━━ Provided material

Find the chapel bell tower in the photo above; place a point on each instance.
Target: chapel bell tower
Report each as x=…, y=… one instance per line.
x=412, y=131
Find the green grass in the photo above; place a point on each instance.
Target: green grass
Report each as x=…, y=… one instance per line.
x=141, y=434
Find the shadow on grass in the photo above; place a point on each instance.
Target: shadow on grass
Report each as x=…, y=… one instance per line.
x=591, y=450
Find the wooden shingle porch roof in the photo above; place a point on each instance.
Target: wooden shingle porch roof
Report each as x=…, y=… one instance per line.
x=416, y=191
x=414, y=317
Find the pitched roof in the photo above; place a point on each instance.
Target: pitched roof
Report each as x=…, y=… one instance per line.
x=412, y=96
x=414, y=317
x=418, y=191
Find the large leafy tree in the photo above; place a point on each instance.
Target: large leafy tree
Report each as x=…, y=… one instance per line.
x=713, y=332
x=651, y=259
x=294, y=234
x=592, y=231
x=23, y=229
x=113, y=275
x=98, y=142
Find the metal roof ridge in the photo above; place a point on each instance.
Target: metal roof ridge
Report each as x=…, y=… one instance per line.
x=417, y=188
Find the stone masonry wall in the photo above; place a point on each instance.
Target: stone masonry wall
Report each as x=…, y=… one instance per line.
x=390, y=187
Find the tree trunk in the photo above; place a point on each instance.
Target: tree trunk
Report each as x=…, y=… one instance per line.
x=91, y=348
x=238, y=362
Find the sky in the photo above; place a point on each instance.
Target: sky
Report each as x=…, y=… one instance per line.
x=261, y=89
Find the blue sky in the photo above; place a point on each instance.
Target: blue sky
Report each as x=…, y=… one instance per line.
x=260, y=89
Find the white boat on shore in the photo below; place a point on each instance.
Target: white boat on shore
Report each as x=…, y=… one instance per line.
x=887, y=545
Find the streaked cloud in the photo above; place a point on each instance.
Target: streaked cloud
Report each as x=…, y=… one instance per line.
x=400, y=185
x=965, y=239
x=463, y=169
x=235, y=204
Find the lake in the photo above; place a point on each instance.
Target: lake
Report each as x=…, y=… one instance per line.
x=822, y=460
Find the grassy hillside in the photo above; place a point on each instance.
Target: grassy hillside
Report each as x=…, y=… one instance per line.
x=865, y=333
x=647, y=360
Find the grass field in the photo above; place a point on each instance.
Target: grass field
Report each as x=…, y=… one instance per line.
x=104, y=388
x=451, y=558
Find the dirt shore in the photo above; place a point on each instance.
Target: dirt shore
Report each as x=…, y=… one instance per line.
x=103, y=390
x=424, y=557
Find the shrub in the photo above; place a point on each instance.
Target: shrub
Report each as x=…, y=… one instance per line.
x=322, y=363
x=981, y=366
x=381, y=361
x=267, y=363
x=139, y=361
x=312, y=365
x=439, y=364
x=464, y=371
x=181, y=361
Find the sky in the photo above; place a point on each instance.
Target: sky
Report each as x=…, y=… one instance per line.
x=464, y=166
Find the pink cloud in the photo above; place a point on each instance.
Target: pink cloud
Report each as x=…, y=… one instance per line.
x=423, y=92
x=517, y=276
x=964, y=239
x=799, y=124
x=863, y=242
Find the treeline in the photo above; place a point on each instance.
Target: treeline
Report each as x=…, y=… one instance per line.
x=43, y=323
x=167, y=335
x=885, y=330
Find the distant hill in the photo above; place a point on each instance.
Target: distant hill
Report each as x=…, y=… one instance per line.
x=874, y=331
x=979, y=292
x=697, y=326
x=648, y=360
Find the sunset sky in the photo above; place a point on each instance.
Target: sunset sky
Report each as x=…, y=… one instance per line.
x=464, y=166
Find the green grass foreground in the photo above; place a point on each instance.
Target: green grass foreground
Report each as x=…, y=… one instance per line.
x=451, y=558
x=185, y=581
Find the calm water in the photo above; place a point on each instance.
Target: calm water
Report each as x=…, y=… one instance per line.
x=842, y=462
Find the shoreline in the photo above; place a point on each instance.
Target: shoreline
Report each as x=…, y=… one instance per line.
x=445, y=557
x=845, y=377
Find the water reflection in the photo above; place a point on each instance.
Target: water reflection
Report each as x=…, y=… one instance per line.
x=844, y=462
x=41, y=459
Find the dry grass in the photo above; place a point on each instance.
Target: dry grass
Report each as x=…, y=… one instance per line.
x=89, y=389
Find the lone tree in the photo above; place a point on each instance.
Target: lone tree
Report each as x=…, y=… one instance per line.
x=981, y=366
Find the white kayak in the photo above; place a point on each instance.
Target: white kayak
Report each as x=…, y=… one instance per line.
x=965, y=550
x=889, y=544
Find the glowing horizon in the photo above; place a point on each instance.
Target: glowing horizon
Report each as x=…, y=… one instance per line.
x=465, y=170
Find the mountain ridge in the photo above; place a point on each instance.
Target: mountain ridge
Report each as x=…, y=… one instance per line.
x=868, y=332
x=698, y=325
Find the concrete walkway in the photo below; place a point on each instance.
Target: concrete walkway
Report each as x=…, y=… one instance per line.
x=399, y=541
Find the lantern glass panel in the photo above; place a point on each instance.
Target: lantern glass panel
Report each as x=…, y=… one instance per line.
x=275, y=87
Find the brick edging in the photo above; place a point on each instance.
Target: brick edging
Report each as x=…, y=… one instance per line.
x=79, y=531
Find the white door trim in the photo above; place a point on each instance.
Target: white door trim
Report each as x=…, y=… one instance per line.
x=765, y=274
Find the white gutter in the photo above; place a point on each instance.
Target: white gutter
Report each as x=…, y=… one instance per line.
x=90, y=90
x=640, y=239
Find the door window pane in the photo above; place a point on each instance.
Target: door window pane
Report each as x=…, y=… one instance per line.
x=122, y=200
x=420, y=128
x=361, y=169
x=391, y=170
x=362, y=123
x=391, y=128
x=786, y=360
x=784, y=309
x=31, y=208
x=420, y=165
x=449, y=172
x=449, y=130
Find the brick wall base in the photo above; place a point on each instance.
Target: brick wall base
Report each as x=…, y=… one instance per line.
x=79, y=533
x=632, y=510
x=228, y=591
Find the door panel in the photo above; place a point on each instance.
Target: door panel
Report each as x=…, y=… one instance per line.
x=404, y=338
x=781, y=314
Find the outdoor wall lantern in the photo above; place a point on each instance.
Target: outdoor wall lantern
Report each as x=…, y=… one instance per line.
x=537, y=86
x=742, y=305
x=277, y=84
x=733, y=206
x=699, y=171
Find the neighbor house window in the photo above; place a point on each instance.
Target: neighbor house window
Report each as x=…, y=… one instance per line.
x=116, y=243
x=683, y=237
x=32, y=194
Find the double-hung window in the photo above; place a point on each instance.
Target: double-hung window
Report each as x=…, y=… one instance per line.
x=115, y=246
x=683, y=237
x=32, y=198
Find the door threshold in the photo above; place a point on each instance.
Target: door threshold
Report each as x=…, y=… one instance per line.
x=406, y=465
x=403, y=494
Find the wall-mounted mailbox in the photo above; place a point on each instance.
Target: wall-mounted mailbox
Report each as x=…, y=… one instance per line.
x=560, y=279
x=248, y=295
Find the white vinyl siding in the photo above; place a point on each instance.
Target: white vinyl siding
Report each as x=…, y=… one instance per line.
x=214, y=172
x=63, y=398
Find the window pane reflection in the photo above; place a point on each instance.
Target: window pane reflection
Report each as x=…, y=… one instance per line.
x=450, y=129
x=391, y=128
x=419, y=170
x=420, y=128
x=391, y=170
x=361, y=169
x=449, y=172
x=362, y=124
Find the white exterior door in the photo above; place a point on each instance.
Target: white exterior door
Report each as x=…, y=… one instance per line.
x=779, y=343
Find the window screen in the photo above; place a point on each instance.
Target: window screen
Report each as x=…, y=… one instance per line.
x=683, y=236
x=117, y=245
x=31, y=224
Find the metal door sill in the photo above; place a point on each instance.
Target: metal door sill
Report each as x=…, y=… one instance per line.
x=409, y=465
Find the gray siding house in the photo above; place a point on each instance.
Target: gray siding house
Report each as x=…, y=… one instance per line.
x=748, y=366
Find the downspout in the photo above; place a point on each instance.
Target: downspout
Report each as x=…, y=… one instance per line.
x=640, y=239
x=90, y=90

━━━━

Write out the lines from the line with "Find the shoreline" to the line with "x=275, y=87", both included, exactly as they appear.

Find the shoreline in the photo above; place a point on each instance.
Target: shoreline
Report each as x=…, y=… one instance per line.
x=445, y=557
x=845, y=377
Find the water reflection in the photo above; place a point on each instance.
Target: water reflection
Report each as x=…, y=… one instance per line.
x=844, y=462
x=41, y=459
Find the dry grass in the photo above; place a point on each instance.
Target: dry grass
Report each as x=…, y=… one instance per line.
x=89, y=389
Find the lone tree in the photo above; place a point on each instance.
Target: lone tree
Report each as x=…, y=… one instance per line.
x=981, y=366
Find the white kayak in the photo above; place a point on each instance.
Target: white kayak
Report each as x=…, y=… one instance per line.
x=965, y=550
x=889, y=544
Find the glowing horizon in the photo above; place a point on each instance.
Target: glowing horizon
Report each as x=…, y=… one instance per line.
x=465, y=170
Find the mountain ridge in the photo above; place a point on each instance.
Target: mountain ridge
Report each as x=…, y=… one instance per line.
x=868, y=332
x=698, y=325
Find the concrete walkway in the photo below; place a point on each instance.
Target: concrete walkway
Report each as x=…, y=… one instance per line.
x=399, y=541
Find the lantern glass panel in the photo above; place a point on each instance.
Target: lantern glass panel
Report each as x=…, y=… one instance per line.
x=275, y=87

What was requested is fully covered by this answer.